* Task objective *
Scan the records for "white" and copy each line that contains it.

(Records from a data source)
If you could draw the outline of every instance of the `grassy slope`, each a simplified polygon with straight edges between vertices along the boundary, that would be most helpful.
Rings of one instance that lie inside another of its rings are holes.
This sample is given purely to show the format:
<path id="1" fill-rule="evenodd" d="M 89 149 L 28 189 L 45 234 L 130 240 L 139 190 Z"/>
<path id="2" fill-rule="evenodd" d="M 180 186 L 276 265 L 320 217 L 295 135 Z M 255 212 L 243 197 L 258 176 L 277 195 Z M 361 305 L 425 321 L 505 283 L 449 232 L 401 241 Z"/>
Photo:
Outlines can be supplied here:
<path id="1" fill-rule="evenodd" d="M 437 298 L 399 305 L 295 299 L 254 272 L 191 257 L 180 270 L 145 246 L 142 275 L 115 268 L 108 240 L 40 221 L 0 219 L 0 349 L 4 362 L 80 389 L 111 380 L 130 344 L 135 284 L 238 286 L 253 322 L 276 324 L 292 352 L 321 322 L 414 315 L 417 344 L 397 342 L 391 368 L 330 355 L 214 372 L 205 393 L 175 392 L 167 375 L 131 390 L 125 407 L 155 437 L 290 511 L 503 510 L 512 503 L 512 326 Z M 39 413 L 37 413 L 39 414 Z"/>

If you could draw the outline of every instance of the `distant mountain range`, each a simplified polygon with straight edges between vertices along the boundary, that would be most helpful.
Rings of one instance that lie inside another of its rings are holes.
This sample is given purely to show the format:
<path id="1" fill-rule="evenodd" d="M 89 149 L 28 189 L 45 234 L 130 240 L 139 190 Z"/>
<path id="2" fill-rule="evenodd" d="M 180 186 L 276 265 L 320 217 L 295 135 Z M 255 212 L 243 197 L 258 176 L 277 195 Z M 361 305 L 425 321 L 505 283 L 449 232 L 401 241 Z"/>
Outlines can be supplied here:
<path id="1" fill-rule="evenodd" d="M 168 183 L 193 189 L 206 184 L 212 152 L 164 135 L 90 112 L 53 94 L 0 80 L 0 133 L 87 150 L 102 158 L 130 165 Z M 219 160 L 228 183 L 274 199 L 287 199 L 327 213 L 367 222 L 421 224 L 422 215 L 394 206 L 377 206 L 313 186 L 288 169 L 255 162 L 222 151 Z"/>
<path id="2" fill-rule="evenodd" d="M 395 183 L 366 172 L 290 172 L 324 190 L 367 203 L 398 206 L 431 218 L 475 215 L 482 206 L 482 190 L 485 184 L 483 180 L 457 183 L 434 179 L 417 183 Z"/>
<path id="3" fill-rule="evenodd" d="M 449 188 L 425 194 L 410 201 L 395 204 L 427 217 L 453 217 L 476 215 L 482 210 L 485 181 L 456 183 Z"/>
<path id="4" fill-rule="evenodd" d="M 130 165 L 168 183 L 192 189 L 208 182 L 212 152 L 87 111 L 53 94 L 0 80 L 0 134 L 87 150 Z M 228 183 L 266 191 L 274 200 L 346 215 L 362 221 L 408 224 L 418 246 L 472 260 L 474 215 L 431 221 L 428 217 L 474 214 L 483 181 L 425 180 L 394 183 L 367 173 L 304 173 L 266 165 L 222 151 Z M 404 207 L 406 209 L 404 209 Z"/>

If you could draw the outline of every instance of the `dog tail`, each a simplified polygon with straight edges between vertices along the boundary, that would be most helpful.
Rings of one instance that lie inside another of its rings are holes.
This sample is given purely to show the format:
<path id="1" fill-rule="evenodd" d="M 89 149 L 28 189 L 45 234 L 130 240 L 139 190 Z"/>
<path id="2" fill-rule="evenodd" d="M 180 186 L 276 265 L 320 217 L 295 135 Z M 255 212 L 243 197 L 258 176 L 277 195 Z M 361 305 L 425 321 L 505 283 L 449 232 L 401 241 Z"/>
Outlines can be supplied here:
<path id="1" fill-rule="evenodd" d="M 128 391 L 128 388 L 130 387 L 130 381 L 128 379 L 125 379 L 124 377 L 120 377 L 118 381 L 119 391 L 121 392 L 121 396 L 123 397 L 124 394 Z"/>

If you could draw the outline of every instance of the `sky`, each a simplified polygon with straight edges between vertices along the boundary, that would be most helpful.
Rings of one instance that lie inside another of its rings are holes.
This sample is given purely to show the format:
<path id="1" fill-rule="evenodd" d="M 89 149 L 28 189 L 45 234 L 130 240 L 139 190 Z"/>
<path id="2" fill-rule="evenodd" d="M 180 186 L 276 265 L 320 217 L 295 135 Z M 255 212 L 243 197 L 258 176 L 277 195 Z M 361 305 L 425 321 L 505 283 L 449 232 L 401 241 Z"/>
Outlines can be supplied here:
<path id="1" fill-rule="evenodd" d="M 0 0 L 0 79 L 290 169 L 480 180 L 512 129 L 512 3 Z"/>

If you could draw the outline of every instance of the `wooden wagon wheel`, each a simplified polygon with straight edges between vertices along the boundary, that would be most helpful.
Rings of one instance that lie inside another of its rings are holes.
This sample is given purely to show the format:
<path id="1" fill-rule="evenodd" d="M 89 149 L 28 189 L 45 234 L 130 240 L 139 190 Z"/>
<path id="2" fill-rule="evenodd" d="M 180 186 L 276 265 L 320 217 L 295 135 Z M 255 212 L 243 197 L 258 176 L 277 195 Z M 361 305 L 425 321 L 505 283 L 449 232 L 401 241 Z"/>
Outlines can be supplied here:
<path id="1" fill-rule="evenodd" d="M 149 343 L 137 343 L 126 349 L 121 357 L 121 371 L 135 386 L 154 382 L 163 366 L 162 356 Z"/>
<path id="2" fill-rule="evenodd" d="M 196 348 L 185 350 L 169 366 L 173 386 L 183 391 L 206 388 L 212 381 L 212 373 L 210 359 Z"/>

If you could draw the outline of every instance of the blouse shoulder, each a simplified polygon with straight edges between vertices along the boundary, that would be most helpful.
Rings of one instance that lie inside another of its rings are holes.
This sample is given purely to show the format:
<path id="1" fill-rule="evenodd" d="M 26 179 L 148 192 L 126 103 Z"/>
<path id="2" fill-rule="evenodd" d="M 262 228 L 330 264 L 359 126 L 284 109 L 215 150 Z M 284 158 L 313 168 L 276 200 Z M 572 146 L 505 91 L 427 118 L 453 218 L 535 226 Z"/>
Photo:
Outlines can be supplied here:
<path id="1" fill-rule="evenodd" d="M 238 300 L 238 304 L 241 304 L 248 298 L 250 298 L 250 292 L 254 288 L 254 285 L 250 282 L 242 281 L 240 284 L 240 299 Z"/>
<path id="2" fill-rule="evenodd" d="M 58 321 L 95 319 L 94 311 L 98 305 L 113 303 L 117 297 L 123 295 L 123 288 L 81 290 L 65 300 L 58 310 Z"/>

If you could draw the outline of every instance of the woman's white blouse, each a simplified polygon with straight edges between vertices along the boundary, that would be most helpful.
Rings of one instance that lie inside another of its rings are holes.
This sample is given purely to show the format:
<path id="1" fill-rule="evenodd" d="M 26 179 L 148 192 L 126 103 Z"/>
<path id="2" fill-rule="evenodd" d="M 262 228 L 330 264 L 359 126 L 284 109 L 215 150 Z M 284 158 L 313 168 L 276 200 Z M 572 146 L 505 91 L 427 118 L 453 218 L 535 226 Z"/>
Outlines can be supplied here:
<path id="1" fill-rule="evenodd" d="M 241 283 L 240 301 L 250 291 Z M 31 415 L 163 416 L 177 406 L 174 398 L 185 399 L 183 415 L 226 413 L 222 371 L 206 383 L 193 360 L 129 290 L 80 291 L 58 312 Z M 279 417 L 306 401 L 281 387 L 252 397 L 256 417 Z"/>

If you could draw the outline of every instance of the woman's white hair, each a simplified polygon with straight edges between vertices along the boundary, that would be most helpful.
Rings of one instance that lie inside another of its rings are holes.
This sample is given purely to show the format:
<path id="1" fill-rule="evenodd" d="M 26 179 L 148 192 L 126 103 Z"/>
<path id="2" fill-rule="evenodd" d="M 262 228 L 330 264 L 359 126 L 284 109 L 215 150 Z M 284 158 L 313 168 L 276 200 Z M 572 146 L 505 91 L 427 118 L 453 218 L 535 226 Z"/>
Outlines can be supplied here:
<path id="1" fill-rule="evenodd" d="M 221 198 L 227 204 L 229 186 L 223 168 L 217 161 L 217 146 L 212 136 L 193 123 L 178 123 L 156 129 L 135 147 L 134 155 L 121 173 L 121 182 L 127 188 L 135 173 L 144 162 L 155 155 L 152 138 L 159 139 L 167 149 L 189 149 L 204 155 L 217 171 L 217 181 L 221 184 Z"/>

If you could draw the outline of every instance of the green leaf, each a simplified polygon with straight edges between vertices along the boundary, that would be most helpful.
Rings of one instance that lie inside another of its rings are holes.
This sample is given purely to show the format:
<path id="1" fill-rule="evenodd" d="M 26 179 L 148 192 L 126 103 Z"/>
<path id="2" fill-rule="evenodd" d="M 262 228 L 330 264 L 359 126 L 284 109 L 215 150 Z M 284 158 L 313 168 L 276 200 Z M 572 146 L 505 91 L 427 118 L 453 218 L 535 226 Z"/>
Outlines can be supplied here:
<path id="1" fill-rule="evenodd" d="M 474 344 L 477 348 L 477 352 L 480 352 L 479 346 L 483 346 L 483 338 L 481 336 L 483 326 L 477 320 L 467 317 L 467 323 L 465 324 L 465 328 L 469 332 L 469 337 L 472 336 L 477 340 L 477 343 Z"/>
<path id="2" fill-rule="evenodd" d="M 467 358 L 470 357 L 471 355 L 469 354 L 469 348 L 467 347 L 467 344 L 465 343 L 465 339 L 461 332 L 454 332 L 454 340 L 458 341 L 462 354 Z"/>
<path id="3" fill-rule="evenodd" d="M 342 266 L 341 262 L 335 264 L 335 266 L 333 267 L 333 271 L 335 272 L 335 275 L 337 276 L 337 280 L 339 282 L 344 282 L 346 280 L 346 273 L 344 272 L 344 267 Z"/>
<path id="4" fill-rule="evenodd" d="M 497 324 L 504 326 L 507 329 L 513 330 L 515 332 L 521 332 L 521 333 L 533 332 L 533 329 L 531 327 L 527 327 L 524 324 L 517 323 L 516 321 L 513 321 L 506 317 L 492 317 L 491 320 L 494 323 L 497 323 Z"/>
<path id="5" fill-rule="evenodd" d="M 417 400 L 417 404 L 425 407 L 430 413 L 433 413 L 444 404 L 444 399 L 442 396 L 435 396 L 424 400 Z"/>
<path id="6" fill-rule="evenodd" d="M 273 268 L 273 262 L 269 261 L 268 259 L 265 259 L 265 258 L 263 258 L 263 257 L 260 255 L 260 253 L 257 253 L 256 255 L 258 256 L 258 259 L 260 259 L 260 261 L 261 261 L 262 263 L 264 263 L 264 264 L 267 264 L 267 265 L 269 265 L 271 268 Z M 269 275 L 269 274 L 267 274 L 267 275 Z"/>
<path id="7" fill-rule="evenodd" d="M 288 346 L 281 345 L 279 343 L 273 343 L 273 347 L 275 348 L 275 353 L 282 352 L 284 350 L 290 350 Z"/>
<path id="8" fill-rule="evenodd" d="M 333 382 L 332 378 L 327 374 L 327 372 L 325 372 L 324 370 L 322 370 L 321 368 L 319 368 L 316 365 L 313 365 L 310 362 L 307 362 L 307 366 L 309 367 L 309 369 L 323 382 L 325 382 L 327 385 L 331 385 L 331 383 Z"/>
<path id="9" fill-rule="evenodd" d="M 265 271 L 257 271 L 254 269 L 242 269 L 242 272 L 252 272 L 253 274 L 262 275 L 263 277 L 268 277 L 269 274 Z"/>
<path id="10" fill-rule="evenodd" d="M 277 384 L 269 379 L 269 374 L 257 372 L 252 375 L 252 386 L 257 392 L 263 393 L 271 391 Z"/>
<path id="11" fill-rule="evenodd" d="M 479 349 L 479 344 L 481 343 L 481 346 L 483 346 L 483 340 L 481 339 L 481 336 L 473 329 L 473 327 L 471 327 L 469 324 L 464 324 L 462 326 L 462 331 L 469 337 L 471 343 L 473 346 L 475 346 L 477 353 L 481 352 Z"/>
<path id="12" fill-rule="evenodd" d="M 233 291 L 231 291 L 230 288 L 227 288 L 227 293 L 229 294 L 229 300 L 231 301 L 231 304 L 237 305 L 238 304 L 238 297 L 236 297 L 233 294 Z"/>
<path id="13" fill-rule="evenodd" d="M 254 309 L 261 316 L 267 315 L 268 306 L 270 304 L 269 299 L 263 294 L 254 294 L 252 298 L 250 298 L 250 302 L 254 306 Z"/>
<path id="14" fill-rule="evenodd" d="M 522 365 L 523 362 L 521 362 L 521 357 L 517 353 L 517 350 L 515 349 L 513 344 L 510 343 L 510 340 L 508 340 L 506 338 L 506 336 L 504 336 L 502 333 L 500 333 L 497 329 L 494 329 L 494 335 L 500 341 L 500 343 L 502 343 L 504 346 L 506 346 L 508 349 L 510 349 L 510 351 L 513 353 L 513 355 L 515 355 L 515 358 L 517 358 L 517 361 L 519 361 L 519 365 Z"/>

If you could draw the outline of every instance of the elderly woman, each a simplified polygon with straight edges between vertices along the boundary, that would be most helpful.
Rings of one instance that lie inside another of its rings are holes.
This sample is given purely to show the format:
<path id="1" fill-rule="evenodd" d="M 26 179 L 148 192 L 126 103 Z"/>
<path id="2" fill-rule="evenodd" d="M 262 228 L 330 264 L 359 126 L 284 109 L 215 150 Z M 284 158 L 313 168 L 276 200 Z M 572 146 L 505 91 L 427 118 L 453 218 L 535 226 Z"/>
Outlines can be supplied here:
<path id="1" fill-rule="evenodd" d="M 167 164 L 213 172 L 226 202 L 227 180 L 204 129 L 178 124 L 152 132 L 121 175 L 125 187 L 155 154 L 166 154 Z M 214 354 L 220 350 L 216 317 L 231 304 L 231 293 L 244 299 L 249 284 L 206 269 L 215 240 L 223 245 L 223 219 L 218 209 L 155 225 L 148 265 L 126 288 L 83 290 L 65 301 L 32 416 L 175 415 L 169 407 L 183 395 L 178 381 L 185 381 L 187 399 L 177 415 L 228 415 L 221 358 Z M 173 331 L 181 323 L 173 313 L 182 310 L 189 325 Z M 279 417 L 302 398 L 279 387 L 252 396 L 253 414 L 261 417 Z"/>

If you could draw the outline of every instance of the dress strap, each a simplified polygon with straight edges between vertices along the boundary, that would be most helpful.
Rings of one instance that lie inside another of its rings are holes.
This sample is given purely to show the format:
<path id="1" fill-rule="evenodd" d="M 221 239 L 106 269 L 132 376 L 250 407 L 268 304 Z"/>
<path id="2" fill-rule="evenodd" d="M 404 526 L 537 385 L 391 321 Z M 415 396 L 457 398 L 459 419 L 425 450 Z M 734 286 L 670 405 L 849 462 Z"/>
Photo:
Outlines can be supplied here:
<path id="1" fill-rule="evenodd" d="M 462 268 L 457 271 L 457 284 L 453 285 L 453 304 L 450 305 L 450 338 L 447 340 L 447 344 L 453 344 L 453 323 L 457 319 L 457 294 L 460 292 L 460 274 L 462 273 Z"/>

* Task solution *
If you could draw the outline of every instance of the woman's white blouse, each a simplified polygon with straight edges between vertices along the boundary, that would be most helpful.
If you could draw the outline of every instance of the woman's white hair, each a simplified polygon with straight edges between vertices along the boundary, that would be most helpful.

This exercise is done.